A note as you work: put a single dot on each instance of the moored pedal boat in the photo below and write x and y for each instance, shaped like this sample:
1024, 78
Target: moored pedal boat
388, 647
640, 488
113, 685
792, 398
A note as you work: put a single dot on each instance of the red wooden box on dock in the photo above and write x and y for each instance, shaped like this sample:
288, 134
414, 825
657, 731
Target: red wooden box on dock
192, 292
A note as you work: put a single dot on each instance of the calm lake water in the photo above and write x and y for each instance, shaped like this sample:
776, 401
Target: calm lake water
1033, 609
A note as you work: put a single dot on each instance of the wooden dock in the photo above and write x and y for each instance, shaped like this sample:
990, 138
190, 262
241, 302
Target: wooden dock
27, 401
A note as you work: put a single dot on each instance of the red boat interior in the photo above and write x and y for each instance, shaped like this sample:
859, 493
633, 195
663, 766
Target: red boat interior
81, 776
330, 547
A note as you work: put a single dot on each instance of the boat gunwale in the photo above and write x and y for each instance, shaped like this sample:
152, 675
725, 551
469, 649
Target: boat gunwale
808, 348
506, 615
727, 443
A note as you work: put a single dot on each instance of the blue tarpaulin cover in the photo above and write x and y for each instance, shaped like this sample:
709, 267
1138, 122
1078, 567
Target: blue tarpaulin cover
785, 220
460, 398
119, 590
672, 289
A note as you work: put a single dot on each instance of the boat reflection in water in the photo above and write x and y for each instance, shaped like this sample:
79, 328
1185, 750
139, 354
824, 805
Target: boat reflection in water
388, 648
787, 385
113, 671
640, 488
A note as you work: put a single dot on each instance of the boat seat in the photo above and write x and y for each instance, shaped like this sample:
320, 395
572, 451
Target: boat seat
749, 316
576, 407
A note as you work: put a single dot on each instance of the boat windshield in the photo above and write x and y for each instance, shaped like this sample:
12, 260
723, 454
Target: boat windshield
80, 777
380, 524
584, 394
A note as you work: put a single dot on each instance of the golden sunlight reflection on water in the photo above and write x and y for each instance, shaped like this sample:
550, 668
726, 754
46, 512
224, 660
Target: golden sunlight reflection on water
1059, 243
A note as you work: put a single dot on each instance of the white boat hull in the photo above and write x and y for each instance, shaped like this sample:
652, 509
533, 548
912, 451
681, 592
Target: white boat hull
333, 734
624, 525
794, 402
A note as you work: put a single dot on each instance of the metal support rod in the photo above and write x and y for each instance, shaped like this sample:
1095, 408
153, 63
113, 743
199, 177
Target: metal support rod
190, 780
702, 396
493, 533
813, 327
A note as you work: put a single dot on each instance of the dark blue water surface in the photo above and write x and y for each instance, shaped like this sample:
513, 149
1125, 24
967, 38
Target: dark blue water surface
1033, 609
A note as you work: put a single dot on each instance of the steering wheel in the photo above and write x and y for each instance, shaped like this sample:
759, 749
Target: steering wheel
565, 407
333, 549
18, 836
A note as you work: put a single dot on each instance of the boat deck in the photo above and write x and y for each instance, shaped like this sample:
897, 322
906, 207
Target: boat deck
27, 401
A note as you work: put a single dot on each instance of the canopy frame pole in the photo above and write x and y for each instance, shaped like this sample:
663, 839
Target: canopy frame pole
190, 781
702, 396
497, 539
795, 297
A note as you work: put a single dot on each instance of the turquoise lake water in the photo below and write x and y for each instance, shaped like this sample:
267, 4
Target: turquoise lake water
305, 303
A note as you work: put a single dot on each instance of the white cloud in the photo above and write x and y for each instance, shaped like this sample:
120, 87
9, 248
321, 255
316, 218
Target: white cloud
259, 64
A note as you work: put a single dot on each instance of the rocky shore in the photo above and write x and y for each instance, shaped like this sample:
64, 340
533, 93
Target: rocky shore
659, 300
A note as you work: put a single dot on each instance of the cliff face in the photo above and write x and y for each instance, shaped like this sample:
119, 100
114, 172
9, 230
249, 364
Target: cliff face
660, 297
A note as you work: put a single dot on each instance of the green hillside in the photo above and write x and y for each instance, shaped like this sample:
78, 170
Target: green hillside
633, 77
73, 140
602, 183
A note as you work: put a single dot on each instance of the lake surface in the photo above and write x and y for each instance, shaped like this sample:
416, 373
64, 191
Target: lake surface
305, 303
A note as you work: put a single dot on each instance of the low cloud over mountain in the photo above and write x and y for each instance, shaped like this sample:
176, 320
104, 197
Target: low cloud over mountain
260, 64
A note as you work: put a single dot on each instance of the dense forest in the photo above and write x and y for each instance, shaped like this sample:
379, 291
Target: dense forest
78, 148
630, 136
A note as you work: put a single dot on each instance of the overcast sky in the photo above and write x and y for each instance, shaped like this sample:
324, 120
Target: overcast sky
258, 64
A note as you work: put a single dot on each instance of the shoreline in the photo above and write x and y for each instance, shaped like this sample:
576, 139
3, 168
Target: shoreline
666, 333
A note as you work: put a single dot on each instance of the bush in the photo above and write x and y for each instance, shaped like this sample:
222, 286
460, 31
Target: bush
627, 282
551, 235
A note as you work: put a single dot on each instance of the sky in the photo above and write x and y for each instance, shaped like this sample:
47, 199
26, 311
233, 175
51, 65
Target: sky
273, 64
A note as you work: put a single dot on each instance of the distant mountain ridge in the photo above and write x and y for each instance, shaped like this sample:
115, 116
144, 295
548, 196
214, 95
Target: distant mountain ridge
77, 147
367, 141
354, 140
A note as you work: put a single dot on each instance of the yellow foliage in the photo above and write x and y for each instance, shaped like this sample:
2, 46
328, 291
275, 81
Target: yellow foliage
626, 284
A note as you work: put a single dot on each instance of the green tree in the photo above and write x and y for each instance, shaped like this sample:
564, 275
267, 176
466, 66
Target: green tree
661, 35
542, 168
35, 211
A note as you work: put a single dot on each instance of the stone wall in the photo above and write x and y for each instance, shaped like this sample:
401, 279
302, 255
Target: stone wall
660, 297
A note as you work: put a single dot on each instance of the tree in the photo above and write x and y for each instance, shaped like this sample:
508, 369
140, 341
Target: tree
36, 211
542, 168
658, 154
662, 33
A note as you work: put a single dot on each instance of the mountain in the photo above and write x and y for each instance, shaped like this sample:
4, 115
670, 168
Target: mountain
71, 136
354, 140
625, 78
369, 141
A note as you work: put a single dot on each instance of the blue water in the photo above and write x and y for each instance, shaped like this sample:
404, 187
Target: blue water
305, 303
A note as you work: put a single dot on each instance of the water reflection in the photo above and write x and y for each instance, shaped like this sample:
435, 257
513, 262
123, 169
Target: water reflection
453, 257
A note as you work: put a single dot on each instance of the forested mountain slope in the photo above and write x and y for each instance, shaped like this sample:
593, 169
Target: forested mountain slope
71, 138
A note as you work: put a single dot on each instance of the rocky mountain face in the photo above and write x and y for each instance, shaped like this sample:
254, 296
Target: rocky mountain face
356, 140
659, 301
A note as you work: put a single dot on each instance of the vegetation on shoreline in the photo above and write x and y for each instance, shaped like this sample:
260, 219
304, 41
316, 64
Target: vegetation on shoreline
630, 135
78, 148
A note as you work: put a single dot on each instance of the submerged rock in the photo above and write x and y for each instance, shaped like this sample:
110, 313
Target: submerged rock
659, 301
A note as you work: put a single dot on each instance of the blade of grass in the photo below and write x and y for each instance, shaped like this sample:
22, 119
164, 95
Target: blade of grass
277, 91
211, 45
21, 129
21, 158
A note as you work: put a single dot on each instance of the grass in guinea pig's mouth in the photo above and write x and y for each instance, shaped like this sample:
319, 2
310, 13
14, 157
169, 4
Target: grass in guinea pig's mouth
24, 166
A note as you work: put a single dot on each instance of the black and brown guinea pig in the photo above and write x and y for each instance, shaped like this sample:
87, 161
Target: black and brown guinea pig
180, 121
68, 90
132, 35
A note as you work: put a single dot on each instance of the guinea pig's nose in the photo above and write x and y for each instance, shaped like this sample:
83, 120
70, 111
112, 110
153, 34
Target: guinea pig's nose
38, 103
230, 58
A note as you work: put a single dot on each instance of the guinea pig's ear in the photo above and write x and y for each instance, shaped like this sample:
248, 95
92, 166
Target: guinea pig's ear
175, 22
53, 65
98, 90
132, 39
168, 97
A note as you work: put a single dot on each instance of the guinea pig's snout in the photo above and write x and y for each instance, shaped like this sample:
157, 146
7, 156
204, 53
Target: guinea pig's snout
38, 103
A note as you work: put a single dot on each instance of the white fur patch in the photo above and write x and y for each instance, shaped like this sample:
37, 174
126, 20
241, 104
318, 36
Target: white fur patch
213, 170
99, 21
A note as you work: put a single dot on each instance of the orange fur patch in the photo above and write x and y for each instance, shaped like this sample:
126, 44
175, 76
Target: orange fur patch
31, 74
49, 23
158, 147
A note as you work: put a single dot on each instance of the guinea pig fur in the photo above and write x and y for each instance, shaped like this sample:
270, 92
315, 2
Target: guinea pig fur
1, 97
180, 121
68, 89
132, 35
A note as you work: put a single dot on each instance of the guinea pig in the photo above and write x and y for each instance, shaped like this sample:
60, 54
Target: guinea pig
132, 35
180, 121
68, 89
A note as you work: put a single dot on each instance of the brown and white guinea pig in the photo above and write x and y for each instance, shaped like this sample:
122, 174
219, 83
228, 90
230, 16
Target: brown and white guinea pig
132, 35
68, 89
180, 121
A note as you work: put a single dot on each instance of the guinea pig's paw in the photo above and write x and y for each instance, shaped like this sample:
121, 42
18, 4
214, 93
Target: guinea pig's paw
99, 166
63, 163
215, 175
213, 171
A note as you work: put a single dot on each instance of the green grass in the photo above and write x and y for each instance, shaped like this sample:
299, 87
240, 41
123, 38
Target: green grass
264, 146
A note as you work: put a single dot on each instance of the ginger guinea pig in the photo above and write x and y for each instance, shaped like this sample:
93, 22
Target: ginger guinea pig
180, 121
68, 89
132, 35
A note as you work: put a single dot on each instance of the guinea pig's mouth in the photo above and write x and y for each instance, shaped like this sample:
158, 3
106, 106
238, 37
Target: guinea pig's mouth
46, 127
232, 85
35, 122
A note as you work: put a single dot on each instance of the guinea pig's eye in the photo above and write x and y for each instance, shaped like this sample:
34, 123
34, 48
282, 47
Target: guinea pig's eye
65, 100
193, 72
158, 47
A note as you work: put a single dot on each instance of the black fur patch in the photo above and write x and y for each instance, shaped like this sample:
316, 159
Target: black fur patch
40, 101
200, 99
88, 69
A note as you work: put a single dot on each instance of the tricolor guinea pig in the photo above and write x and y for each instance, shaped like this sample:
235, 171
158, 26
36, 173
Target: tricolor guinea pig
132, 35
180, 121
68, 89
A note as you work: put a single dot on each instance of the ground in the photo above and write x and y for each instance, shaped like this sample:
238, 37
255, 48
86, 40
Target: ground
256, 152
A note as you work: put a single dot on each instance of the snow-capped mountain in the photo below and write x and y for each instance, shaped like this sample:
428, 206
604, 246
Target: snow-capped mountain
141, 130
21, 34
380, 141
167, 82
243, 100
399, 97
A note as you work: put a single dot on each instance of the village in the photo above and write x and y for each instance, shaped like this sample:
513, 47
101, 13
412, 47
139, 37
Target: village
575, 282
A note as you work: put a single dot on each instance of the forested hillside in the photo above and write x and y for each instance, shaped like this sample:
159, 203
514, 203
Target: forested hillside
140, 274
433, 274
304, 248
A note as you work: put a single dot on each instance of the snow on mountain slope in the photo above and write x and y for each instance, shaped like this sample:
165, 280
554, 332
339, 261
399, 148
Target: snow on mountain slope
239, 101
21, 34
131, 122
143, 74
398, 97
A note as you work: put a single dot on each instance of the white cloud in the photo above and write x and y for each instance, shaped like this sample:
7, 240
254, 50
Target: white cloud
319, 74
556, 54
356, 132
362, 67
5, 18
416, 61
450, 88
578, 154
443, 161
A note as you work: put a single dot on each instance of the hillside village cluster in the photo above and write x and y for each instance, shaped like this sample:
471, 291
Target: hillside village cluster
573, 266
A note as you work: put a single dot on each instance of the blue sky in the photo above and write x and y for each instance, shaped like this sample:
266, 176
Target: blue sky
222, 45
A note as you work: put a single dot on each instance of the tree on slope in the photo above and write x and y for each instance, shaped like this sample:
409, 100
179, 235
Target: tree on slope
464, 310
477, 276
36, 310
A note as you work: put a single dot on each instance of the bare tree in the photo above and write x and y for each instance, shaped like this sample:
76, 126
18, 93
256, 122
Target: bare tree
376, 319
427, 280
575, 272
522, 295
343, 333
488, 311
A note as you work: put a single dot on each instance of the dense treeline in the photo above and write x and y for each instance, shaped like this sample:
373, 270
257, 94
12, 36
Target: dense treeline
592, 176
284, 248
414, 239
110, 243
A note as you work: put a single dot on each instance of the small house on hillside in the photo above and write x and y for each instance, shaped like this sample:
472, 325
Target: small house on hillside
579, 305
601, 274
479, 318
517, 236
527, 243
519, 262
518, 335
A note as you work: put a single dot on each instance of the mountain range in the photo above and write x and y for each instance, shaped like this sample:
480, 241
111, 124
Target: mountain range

════════

GOAL. Produce an exact repeat of the lines from the one containing "of the small" through the last line of the data, and nothing more.

RESULT BELOW.
A note as you work: put a single dot on each instance of the small house on hillside in the photo above and write x and y for each instance, shaped like this sample:
472, 325
Target: small house on hillside
579, 305
601, 274
479, 318
517, 236
527, 243
519, 262
518, 335
A note as you work: put a single dot on each instance of the mountain range in the photo above and write x and y for each instance, shaped like this sample:
480, 241
111, 124
Target: mountain range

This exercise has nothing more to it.